# Suddenly noise from BFD



## Dragon777 (Apr 20, 2008)

Hello everybody,

I have been using my BFD 1124P for years now and never had any problems. But suddenly it started to put a loud noise on the sub on all channels. It´s not a hum but sounds more like pink noise. I wonder what may be the cause for this.

The noise stops when the BFD is turned off and it stops when either the input or output cable is pulled (strangely so). I connected the sub directly to the preamp (Audiolab 8000AP) and there is no noise, so somehow the BFD must be the cause. I switched cables and switched channel in the BFD but nothing helped.

Any idea what may be the reason for this and how I can get rid of it again? Or may the unit be defect?

Thanks for help!
D


----------



## Wayne A. Pflughaupt (Apr 13, 2006)

Since your troubleshooting has isolated the problem to the BFD, I vote "defect."

Regards,
Wayne


----------



## Dragon777 (Apr 20, 2008)

Hi Wayne,

I tried to fix this the whole night and finally found the reason for the noise:
It was the power cord of my laptop charger that was in a power socket at the other end of the living room. As soon as I pulled this power cord, the noise stopped. VERY strange....

# Given material
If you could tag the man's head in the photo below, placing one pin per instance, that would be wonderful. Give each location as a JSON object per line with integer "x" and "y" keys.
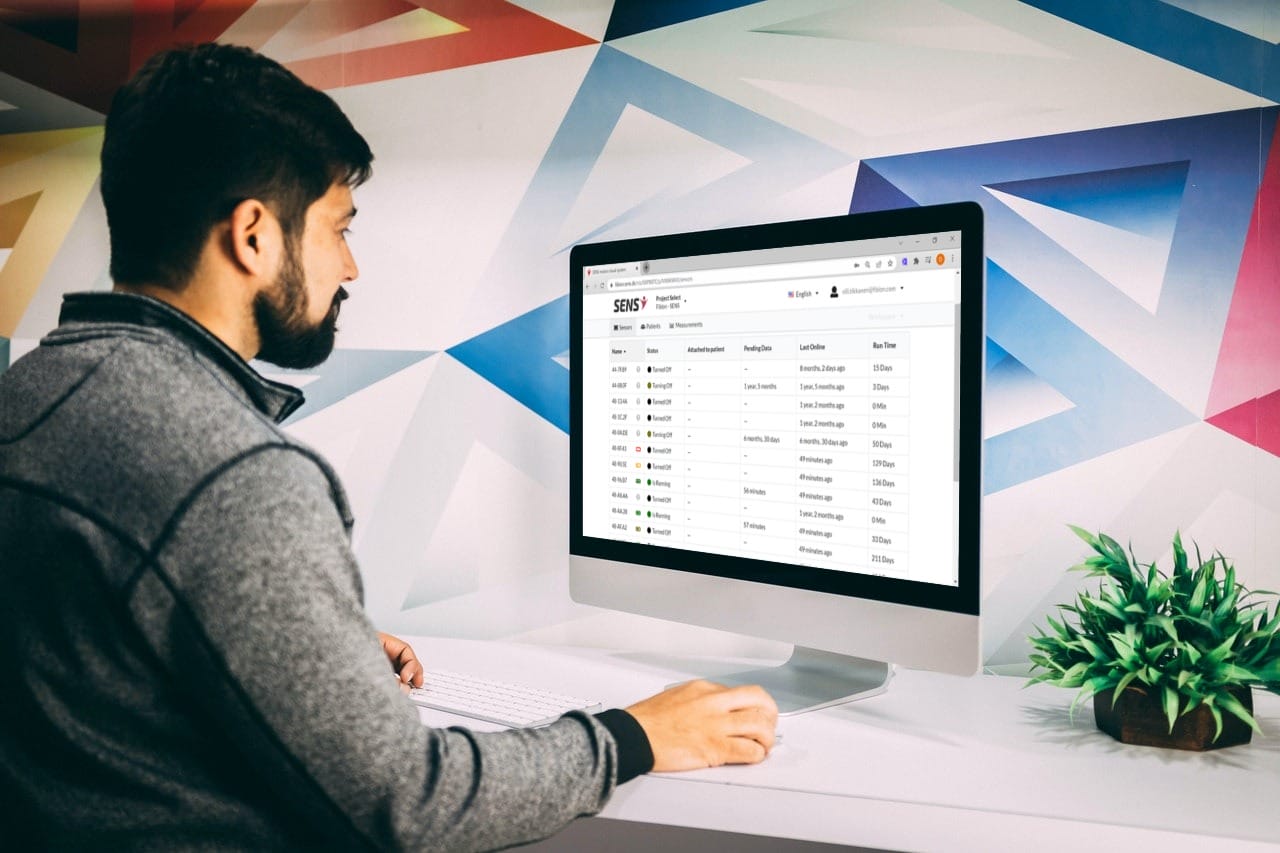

# Problem description
Pick up the forum thread about the sudden noise from the BFD where it stops and continue it.

# Exercise answer
Best
D


----------



## Zeitgeist (Apr 4, 2009)

Does your laptop charger have a 3 prong plug (w/ground) or just 2 blades?


----------



## Dragon777 (Apr 20, 2008)

Hi,

the powerplug of the laptop charger is with ground (3 pins). You know what may cause this or how to avoid?

Best
D


----------



## Zeitgeist (Apr 4, 2009)

It almost sounds like a bad/cheap power adapter that's dumping some voltage to ground (and causing the BFD noise).

I'm sure there are others more experienced on here in regards to switch mode power supplies and their ailments. Most laptop power adapters are rather mediocre.


----------



## southworth (Oct 7, 2006)

Do you have your equipment plugged directly into your wall outlets or are you plugging them into a power filter?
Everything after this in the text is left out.